# PROMPT
Lay out the lines as a JSON list of strings, one string per line and no blank lines, starting with the line that contains "Each instance of the white" and going on through the last line.

[Object point labels]
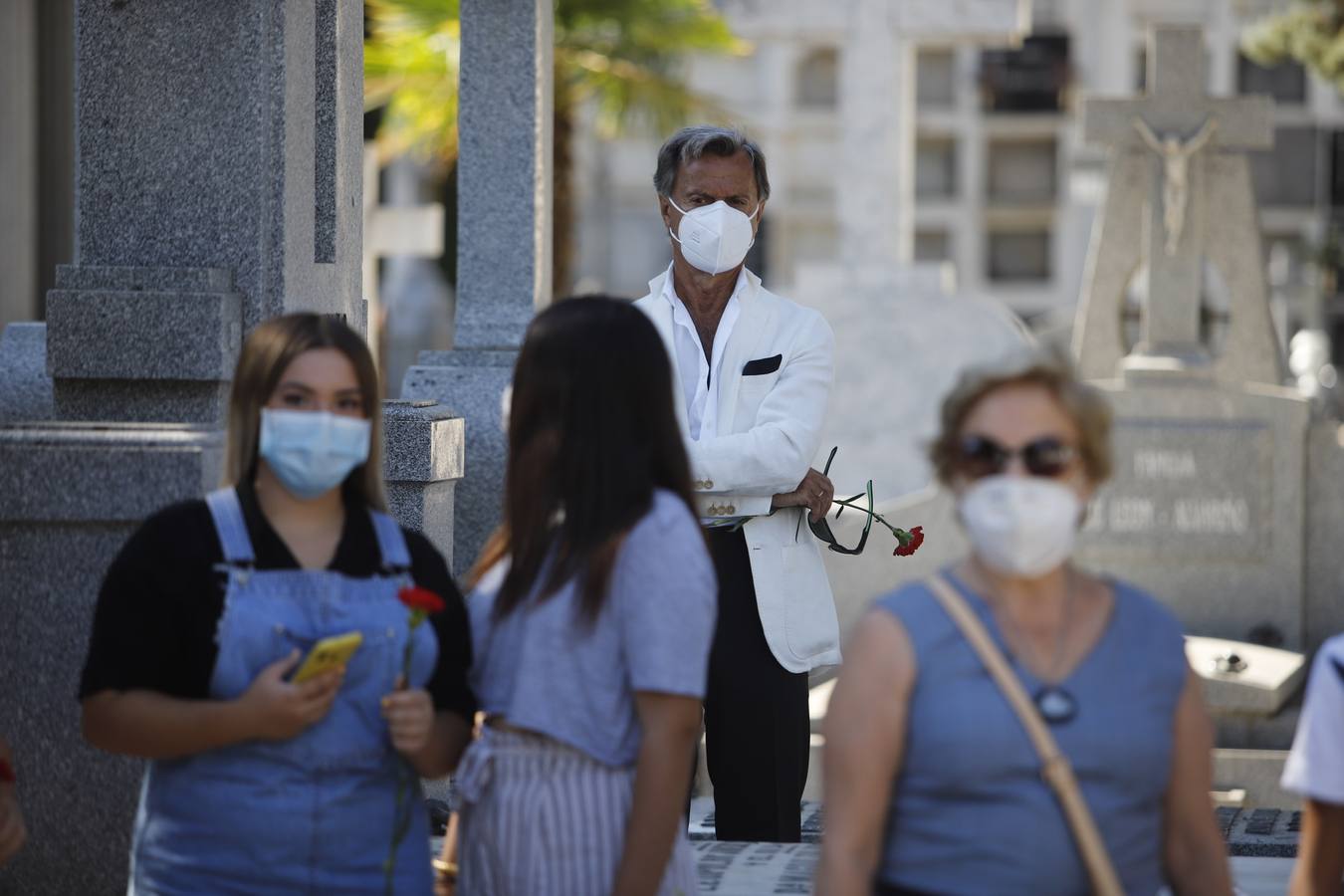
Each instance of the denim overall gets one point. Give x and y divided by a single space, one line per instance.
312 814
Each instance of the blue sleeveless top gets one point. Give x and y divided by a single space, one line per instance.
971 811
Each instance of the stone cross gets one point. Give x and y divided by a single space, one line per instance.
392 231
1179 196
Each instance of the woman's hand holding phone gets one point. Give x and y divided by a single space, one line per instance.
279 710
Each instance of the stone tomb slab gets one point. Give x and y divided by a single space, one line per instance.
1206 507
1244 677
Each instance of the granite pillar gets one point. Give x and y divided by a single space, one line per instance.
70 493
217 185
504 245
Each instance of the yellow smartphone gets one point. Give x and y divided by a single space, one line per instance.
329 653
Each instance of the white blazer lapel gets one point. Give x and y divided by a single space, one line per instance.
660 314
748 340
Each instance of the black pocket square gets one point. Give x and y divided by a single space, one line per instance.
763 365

# OUTPUT BELOW
[
  "Each instance of the white blazer lapel gets one point. Give x and y divided by a single space, one line per instance.",
  "660 314",
  "748 340",
  "Each instance of the black pocket square gets one point. Give x and y divided by a single space, one line per instance.",
  "763 365"
]